┏━━

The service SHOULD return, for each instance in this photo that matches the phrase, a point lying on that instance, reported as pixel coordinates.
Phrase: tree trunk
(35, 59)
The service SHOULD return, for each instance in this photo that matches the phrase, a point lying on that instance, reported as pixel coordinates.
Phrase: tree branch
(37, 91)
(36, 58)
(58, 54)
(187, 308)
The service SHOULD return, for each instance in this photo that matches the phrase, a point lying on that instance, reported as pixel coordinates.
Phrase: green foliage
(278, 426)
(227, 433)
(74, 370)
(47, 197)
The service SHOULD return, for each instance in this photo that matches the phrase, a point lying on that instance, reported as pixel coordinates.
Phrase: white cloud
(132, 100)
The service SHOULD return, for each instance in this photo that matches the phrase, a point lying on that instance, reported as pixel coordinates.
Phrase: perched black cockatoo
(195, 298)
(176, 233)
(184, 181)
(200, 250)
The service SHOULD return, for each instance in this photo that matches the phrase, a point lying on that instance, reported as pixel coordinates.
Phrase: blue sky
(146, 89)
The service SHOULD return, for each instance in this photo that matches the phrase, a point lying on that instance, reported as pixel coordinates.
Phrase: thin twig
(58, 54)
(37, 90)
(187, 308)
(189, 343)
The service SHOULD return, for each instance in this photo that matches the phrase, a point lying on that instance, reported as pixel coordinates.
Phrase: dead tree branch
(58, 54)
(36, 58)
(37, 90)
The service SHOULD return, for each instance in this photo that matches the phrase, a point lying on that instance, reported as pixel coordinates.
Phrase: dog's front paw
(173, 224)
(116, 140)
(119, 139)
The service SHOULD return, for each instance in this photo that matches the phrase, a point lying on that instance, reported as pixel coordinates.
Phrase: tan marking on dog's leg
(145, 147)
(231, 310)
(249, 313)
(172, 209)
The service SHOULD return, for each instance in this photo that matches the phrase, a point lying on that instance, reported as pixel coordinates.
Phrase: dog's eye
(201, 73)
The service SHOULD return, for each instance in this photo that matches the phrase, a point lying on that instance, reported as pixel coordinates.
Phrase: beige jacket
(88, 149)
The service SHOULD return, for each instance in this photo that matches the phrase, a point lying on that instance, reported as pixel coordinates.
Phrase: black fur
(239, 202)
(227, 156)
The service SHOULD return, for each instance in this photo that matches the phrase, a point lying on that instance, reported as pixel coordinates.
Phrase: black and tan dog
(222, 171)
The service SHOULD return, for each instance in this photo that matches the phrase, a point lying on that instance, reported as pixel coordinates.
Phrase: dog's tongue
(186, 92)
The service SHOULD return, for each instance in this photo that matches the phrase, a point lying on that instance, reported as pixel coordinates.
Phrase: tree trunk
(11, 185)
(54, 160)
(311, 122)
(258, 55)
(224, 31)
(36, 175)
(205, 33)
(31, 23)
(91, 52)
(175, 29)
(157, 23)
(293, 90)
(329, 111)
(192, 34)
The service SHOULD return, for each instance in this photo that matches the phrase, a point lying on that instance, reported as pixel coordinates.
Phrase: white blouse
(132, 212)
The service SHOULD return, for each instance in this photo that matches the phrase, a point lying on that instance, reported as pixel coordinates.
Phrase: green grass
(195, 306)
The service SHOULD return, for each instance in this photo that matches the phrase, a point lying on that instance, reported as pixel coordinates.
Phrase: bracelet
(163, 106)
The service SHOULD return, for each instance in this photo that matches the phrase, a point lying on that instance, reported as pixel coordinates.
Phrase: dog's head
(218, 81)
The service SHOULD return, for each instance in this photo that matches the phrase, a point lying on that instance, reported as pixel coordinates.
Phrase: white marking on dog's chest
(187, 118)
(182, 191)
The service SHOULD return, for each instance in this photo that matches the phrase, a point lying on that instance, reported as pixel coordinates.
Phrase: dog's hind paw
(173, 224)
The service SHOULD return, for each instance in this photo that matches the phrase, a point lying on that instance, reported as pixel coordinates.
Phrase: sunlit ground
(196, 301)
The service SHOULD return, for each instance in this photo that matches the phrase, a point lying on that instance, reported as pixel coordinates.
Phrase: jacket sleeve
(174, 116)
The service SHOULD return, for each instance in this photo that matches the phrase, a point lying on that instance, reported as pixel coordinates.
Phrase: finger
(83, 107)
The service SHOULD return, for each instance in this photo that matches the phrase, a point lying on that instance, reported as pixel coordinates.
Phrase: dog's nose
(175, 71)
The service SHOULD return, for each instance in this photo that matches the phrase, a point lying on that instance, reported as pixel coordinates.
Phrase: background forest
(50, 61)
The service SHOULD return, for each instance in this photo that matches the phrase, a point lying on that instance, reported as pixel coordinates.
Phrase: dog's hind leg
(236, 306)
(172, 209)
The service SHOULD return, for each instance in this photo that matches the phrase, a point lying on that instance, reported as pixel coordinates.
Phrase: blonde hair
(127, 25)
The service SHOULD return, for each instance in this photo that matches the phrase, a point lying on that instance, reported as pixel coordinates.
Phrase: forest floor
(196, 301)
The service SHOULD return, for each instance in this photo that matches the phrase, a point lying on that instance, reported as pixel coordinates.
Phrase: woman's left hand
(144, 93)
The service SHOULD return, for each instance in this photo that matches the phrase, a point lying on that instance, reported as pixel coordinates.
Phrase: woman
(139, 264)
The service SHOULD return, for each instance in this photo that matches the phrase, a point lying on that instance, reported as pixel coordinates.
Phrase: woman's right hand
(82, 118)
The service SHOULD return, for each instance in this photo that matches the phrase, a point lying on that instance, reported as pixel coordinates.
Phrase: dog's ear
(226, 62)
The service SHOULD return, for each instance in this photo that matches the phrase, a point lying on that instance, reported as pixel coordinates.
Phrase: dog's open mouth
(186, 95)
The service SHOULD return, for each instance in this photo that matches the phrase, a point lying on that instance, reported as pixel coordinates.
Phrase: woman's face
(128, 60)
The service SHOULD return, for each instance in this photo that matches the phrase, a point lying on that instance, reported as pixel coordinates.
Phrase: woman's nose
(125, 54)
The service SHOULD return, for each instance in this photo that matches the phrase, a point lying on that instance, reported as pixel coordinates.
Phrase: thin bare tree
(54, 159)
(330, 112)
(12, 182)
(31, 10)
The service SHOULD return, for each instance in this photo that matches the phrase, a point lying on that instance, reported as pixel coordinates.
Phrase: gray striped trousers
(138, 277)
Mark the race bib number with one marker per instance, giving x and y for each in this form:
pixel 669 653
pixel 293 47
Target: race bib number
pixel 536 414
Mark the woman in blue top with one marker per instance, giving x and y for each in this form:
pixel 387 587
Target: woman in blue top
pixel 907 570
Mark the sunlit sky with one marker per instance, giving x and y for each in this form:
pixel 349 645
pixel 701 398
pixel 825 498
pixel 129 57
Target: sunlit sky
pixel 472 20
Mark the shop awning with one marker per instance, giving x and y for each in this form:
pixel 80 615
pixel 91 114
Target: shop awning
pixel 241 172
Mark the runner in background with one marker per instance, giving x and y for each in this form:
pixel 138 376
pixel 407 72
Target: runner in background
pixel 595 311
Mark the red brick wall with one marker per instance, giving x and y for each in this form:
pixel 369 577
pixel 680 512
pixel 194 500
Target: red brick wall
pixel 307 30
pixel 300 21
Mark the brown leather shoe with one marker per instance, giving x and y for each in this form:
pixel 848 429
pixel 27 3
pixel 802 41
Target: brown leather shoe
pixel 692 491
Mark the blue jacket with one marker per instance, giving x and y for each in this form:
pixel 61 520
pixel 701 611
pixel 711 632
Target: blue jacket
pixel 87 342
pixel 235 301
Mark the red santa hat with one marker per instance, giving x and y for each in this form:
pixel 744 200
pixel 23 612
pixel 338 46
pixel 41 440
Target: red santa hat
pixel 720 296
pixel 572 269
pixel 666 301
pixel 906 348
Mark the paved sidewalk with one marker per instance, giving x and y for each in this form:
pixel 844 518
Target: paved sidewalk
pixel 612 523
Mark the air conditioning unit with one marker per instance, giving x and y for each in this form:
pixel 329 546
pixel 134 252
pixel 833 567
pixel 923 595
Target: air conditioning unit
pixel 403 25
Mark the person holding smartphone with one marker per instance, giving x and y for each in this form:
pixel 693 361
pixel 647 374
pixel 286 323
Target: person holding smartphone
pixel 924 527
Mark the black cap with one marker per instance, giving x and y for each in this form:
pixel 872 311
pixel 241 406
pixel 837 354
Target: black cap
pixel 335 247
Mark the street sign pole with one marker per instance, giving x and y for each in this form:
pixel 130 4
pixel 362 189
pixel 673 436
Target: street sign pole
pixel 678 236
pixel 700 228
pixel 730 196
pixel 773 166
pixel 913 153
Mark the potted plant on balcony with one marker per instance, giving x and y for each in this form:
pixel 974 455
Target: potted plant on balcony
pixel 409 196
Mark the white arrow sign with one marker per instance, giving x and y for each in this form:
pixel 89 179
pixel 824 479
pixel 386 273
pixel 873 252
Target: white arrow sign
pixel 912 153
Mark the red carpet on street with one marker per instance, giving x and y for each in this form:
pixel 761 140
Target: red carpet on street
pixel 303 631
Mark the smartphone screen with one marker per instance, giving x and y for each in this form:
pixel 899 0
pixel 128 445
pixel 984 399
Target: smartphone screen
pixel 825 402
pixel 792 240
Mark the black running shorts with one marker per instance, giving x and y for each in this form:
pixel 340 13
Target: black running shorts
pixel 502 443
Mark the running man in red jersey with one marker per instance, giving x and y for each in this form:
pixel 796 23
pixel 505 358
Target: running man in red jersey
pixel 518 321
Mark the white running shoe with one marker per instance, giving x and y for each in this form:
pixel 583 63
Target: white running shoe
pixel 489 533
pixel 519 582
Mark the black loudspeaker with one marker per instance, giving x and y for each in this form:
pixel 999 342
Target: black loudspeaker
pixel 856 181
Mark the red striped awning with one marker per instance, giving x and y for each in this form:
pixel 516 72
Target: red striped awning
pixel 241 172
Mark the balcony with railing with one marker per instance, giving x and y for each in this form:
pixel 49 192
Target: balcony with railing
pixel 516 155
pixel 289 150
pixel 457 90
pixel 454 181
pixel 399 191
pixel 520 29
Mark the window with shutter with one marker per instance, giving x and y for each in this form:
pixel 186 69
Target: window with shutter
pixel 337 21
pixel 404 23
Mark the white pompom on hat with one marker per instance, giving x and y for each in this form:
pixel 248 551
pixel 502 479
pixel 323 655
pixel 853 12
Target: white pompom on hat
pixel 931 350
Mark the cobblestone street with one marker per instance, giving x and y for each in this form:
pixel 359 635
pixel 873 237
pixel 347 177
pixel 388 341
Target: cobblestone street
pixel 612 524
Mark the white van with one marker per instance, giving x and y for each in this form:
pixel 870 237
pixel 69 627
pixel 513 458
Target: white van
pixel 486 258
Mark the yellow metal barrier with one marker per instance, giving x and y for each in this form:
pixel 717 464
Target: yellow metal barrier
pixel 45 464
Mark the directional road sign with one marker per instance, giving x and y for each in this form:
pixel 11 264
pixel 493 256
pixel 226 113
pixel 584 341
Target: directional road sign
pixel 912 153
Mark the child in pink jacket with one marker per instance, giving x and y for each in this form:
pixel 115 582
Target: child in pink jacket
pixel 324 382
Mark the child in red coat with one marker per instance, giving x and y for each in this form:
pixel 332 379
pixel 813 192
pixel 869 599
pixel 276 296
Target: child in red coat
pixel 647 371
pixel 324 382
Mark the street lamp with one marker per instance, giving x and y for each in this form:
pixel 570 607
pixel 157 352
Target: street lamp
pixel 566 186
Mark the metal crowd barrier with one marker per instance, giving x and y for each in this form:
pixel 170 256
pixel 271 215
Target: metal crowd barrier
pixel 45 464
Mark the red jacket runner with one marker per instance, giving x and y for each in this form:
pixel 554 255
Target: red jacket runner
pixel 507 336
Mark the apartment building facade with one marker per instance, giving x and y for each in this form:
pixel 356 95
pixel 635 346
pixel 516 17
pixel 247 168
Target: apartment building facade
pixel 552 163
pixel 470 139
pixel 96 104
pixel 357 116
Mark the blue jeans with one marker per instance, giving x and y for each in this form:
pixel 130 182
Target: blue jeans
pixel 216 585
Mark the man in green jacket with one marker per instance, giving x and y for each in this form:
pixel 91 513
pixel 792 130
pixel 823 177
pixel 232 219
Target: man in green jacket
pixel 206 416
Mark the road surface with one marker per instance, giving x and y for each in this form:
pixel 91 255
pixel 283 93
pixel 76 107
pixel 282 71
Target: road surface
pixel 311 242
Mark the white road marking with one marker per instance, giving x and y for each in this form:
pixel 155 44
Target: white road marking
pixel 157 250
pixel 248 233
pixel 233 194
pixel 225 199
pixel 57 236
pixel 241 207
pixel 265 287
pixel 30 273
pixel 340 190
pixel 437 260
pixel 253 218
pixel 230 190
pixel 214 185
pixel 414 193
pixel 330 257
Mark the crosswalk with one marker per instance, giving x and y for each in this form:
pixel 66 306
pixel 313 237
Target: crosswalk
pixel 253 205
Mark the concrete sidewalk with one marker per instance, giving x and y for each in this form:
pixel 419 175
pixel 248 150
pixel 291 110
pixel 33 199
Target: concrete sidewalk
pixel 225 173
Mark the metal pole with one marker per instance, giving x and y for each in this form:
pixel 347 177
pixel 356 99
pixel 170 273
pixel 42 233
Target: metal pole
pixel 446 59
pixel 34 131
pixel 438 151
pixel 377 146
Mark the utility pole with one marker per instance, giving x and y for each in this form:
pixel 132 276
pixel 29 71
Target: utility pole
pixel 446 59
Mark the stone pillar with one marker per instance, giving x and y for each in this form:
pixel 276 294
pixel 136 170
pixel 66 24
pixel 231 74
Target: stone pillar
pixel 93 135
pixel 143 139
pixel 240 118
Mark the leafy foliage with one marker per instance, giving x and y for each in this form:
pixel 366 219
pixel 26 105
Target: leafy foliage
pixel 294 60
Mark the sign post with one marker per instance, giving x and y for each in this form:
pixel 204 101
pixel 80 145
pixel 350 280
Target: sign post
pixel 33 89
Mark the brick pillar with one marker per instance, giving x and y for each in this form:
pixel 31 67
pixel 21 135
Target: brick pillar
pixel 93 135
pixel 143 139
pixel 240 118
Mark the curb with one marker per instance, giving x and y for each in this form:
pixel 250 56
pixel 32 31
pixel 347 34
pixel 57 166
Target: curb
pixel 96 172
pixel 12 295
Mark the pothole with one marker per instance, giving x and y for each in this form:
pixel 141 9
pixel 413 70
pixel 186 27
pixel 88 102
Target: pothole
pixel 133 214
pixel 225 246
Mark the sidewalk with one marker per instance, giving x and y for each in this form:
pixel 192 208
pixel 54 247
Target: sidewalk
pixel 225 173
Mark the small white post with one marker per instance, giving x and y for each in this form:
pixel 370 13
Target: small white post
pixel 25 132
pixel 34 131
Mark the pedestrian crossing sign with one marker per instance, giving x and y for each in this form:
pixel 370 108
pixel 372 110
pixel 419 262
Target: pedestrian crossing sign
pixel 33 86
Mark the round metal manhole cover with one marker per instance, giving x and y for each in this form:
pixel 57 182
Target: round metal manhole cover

┗━━

▶ WHAT IS NEEDED
Restate word for word the lines in the material above from the one with "Mark the white van" to the one with "pixel 717 464"; both of those lines count, and nothing else does.

▶ PROBLEM SOLUTION
Mark the white van with one marker per instance, giving x and y for each in this form:
pixel 870 237
pixel 69 627
pixel 513 458
Target: white van
pixel 486 258
Mark the yellow metal barrier with one marker per instance, giving x and y for each in this form:
pixel 717 464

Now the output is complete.